Given instruction -> Arrange every line of the entries below into a Markdown table with two columns, Row for the row number and Line for the text, skipping any blank lines. Leave the pictures out.

** Start of Materials provided **

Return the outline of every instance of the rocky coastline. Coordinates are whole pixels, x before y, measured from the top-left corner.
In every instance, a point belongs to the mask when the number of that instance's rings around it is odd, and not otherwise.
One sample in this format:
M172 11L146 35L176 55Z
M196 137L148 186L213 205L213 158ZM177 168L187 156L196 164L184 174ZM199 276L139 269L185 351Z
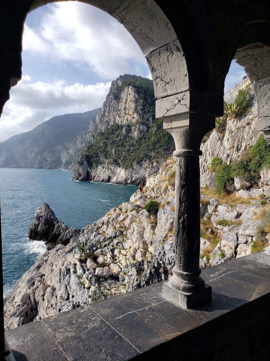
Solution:
M31 235L47 239L49 248L5 299L6 329L167 279L174 264L175 167L168 158L148 178L144 195L137 191L81 231L59 222L48 204L38 209ZM253 251L258 215L268 208L250 197L226 203L202 194L201 267ZM159 203L156 216L144 209L150 201Z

** End of Materials provided **

Output below ->
| Row | Line |
|---|---|
| 1 | Return the outline of every instance of the rocky coastline. Coordinates are whole pixels, x before y, measured from the top-left corner. |
| 2 | In every instance, a point belongs to the mask when the number of that instance's rings around it is odd, and not otherwise. |
| 3 | One sample in this format: |
| 4 | M172 11L146 35L176 55Z |
| 5 | M196 137L148 186L213 205L213 158ZM177 168L187 156L196 164L184 174ZM199 276L139 269L185 351Z |
| 6 | Solution: |
| 7 | M31 235L47 239L49 248L5 299L6 329L167 279L174 264L175 167L168 158L148 178L144 195L137 191L81 231L59 222L48 204L38 209ZM253 251L258 215L268 208L250 197L226 203L202 194L201 267ZM159 203L156 216L144 209L150 201Z |